Brief: Copy the lines below verbatim, but only from the line containing "background? Mark that spot." through the end of the data.
--- start of Supplied data ---
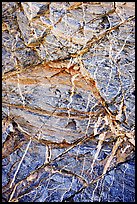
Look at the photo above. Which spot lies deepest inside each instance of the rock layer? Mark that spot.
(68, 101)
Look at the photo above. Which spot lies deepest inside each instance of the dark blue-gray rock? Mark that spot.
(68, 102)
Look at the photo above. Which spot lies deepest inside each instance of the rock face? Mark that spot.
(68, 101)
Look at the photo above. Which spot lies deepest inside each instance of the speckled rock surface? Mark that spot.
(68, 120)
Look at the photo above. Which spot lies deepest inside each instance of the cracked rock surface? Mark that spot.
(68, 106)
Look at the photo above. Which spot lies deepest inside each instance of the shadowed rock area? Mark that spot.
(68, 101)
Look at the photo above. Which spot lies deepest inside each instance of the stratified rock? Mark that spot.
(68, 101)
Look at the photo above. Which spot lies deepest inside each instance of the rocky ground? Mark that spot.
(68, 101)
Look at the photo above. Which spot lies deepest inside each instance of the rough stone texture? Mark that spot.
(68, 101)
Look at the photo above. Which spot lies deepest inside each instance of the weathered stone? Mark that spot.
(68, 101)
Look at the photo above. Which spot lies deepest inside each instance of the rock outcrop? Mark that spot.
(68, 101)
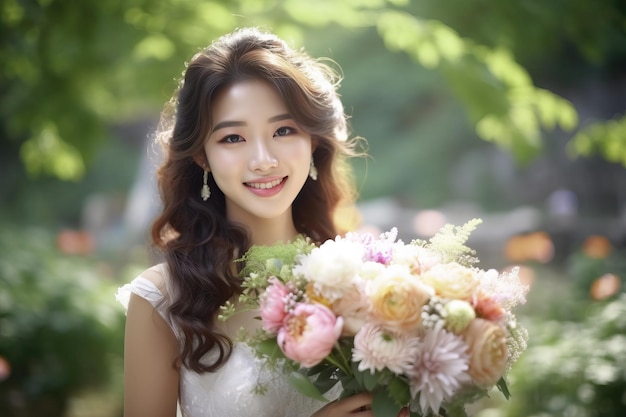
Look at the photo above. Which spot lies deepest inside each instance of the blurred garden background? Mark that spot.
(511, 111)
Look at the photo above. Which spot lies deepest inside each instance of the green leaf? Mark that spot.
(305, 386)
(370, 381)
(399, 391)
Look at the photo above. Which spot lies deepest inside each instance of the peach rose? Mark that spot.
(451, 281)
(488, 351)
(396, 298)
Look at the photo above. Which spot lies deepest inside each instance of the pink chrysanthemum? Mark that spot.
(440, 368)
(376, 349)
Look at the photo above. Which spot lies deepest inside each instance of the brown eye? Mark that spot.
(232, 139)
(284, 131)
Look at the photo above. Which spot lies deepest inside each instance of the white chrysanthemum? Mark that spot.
--- end of Supplied data ---
Finished answer:
Look at the photo above. Which spot lies deepest inside each instance of the blurred garden background? Mark that spot.
(511, 111)
Look at the photo above. Which spot lies deepest inside each instance of the green leaf? Mark that spot.
(305, 386)
(370, 381)
(399, 391)
Look at the photo above. Which spot lies deepest inside each instance of the peach rose? Mark that spot.
(451, 281)
(488, 351)
(396, 298)
Look at the photo above. Which spot lies deepest inside each instance of the pink chrysanthemum? Mark that spot.
(440, 368)
(376, 349)
Look at the photo above. Which spot lies deepest inside each instance of the brown eye? Mark that spot.
(232, 139)
(284, 131)
Look at the photo above. Which spot lies deepest inside each instance of the white chrysanthemum? Mark that spot.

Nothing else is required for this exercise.